The phone call woke us early that Monday morning. “I am so sorry, the results confirm the baby has Down Syndrome”. Over the weekend, we had come to a decision that we would keep the baby, but the news was still incredibly hard to hear.
We struggled to filter out all the medical input, and to determine for ourselves what we thought, how we felt and what we believed. Naively, it was also not a conversation that we had had in the early days of our pregnancy. Neither of us had ever really known someone with Down Syndrome, and we didn’t have much exposure to any children or people with special needs growing up either. No-one ever spoke to us about the life inside me, that Down Syndrome children are more alike than different, that we would get through the medical challenges and that we would love her from the deepest part of ourselves.
We felt distanced from the life inside me and it was a slow journey of getting ourselves back on track to being excited to meet our little one. We found out she was a little girl at around 7 months with the idea it would contribute to this anticipation, and it did.

## REQUIRED ACTION
Pick up the personal account of a prenatal Down Syndrome diagnosis and continue it from its final sentence.

## DATASET EXTRACT
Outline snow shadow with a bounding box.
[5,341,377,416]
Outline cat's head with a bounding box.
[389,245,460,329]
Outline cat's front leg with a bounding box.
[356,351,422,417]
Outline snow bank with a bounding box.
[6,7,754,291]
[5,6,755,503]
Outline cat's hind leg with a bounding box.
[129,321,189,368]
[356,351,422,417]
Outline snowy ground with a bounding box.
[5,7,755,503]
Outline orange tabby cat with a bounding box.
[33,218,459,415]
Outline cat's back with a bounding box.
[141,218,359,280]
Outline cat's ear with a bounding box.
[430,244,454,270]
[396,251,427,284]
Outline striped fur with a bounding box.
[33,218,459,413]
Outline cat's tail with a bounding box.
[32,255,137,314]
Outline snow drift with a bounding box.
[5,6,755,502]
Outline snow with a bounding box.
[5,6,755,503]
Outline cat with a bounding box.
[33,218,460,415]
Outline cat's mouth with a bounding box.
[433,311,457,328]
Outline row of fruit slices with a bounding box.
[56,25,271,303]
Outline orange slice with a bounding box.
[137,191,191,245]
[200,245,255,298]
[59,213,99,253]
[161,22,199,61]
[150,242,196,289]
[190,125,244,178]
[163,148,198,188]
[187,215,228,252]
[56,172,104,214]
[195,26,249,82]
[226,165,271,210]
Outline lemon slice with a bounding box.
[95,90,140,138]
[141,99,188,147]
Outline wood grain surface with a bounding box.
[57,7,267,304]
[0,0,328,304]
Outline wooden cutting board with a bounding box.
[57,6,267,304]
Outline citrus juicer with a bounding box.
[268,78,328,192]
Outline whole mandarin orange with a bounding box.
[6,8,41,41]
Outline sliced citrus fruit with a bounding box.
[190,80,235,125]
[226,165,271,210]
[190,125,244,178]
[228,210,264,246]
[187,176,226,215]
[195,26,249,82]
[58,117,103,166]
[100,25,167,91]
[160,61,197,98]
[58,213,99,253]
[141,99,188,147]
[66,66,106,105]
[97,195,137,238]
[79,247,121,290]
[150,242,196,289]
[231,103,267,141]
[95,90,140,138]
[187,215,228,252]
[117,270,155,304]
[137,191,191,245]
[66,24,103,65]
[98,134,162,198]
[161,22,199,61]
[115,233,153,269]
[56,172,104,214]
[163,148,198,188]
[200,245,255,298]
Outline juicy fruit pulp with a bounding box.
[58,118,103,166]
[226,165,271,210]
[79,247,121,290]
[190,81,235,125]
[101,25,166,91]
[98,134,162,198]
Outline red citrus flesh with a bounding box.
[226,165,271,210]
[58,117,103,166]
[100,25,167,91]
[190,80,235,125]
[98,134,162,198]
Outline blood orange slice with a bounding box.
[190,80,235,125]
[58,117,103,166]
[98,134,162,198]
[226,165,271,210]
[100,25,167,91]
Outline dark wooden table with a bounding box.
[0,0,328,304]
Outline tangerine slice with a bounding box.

## EXERCISE RESULT
The final months weren’t the usual final trimester of a pregnancy. I didn’t get a nursery ready, I got the very basic essentials and not much else. I just wasn’t ready. We were still fairly anxious of what lay ahead. We knew we were in for fair medical challenges with the heart defect, but yet the uncertainty of it all made the rest of the story feel very grey.
2. Was her birth affected by her diagnosis?
We had a planned Caesarian Section as we were advised at least this way all the recommended doctors could be on stand-by to ensure that she’d have as much support as she needed after delivery. But she had another plan. At 37 weeks I went into labour and ended up having an emergency C-section. She was given to me very briefly but was taken fairly quickly into NICU to be put on oxygen just for an extra bit of breathing support. I didn’t get to see her for the first few hours and I found that very hard. It felt disjointed for me and I longed to see her. The nurses would bring her to me for a few moments at a time in the beginning, and then she began to spend more and more time with me. The more time I spent with her, the more I began to adore her.
3. What were the first few months like and how has she progressed to current day?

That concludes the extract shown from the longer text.